= Your instructions =
One line in the listing below contains "locate the mountain". Repeat that line and each line after it exactly, ending with the last one.

= Data for the task =
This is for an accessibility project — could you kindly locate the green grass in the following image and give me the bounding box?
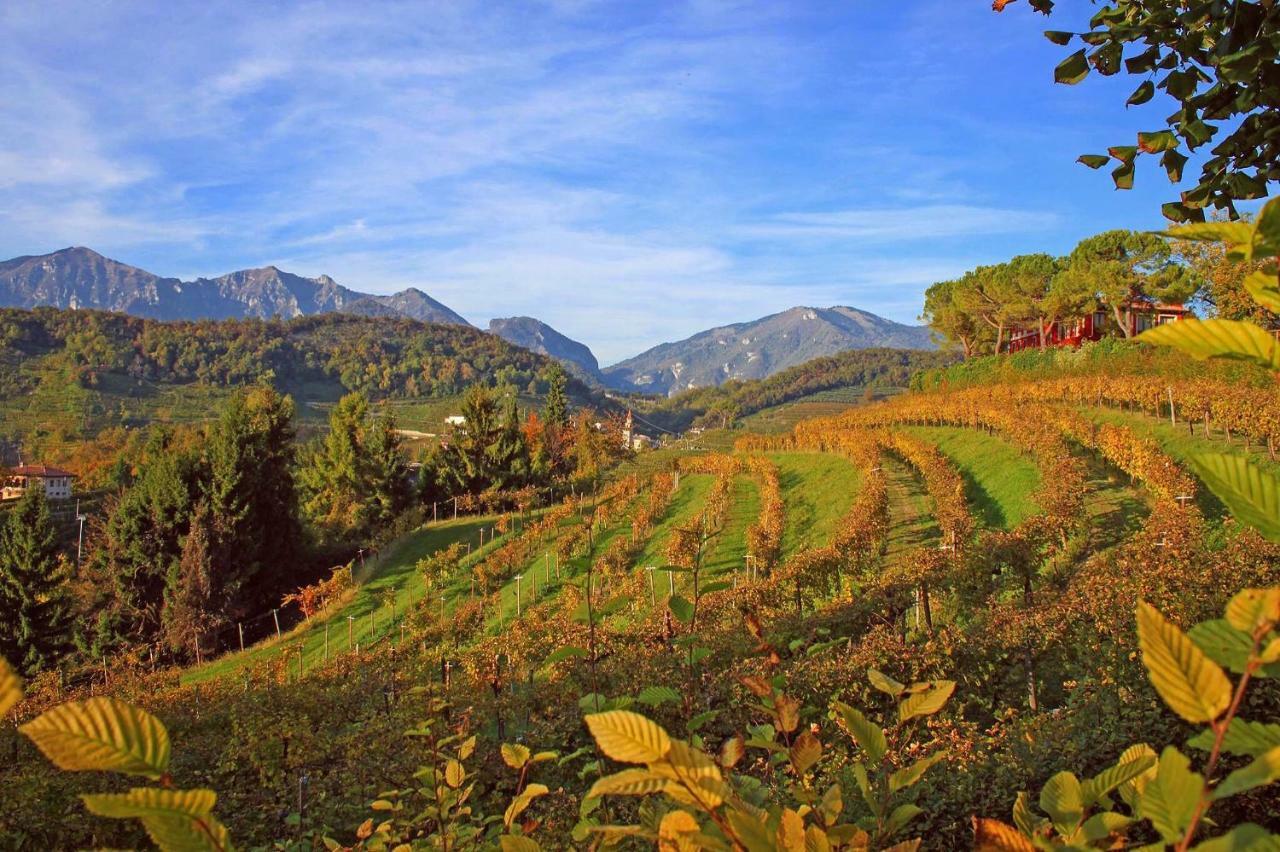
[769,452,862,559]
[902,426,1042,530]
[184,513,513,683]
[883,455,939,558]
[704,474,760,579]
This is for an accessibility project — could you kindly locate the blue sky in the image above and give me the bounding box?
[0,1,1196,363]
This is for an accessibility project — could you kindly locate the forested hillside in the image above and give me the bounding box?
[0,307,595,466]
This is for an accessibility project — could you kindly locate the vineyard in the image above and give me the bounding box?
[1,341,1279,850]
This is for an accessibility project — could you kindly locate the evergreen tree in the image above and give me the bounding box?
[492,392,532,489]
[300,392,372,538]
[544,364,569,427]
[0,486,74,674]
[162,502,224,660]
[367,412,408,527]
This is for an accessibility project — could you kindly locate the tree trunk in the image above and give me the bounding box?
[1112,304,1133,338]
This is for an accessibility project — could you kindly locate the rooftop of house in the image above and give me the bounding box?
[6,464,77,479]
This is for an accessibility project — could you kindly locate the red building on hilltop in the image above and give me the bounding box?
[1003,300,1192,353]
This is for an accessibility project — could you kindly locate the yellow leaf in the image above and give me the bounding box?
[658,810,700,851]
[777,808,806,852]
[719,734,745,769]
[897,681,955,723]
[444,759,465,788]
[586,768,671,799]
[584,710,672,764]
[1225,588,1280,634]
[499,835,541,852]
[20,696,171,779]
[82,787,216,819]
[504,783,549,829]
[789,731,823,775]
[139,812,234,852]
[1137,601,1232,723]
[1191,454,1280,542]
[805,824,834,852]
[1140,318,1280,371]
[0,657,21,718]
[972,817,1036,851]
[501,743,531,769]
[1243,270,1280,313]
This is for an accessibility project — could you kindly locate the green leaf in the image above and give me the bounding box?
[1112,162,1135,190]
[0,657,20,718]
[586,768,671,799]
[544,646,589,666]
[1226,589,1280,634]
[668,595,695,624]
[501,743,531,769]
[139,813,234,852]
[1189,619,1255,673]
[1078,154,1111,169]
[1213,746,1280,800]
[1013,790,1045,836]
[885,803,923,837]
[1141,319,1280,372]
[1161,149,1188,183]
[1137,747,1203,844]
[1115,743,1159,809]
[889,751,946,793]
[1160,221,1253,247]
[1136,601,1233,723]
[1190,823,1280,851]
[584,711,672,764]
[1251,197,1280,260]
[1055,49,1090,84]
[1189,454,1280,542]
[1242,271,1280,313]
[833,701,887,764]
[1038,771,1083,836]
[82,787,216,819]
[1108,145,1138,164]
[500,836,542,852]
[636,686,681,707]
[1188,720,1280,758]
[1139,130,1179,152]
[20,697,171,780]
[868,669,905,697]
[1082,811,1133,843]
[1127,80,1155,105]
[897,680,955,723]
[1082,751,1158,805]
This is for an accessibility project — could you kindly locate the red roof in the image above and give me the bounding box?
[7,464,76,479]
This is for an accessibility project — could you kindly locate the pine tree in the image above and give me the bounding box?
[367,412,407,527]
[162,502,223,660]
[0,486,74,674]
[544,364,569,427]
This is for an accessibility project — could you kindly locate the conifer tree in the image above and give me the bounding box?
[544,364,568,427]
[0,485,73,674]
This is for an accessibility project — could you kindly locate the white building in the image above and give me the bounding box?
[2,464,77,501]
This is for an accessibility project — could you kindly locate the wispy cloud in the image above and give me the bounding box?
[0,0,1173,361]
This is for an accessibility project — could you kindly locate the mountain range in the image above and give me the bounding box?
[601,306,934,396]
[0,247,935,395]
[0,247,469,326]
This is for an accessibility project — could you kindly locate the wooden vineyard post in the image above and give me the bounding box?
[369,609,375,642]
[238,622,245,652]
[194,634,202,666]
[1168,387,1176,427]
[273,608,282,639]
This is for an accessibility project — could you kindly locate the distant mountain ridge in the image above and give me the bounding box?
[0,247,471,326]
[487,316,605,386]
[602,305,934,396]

= Written answer =
This is for an accessibility project — could you kindly locate the mountain range in the image above and give me the bounding box?
[601,306,934,396]
[0,247,935,395]
[0,247,469,326]
This is for an accessibility project — could you kindly locate the wooden vineyard post in the image above and give me the bounding box?
[369,609,375,642]
[238,622,245,652]
[194,634,202,666]
[1168,387,1176,427]
[273,608,282,639]
This is for an accessibility project — could you kindly locate the distant mountain ridge in the image above and give me the bounding box?
[0,247,471,326]
[487,316,605,386]
[602,305,934,396]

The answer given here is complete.